What the task asks. Pull out each line of the listing below that contains the word "wall".

##### Supplied data #####

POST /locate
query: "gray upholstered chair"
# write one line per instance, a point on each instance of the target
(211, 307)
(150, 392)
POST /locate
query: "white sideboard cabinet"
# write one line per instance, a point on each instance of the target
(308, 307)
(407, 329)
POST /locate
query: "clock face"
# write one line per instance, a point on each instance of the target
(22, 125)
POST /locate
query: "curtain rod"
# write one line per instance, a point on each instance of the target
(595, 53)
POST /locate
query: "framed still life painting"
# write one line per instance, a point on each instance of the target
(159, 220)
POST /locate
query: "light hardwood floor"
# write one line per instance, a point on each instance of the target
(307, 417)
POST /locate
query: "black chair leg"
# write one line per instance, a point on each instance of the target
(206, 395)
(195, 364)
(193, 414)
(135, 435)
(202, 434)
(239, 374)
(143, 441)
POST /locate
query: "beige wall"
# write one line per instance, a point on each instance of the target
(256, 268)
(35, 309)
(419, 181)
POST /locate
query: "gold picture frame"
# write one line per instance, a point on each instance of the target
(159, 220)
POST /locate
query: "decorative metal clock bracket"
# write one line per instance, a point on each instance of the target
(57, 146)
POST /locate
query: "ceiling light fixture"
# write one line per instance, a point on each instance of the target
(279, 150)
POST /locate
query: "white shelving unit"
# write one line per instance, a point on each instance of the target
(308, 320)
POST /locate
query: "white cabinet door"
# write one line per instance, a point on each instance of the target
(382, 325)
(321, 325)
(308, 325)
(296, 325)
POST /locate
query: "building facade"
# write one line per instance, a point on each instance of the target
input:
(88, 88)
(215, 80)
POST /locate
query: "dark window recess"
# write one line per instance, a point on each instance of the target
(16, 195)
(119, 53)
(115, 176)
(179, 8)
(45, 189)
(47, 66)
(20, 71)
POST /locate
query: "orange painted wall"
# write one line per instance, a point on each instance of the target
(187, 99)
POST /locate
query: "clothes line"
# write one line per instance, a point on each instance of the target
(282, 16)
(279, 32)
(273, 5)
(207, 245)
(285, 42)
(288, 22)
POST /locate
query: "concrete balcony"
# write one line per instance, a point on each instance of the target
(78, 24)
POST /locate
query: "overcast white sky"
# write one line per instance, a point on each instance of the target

#####

Task response.
query: "beige wall"
query: "orange painted wall"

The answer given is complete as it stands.